"Jubel" (Germanic languages: "cheers", "jubilance") is a song by French duo Klingande. It features uncredited vocals by French singer Lucie Decarne and saxophone by British musician Snake Davis. It was published on SoundCloud and YouTube on 16 March 2013 and first released commercially on 5 April 2013, and went on to top the charts in numerous European countries across 2013 and 2014.

Commercial performance
The song first charted in France, where it debuted at number 117 in April 2013, eventually peaking at number five in March 2014. It first reached number one in Germany in October 2013, spending seven weeks on top, and reached number one in Austria and Switzerland in November 2013. It further topped the charts in Italy and the Flanders region of Belgium in January 2014, as well as the airplay charts of Poland, Slovakia and the Czech Republic later in 2014. On the UK Singles Chart, it debuted and peaked at number three in June 2014, and it also reached number three in Australia in August 2014.

Given data:

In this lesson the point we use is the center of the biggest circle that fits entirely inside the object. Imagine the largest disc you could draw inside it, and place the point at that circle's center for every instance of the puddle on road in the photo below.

Directive: According to the Jubel article, how did the song come to top charts in both 2013 and 2014? Answer in one to three sentences. The data comes from a separate source, not from the Jubel article.

Written solution: The song reached number one in Germany in October 2013 and in Austria and Switzerland in November 2013. It then topped the charts in Italy and the Flanders region of Belgium in January 2014, and later in 2014 it led the airplay charts of Poland, Slovakia and the Czech Republic.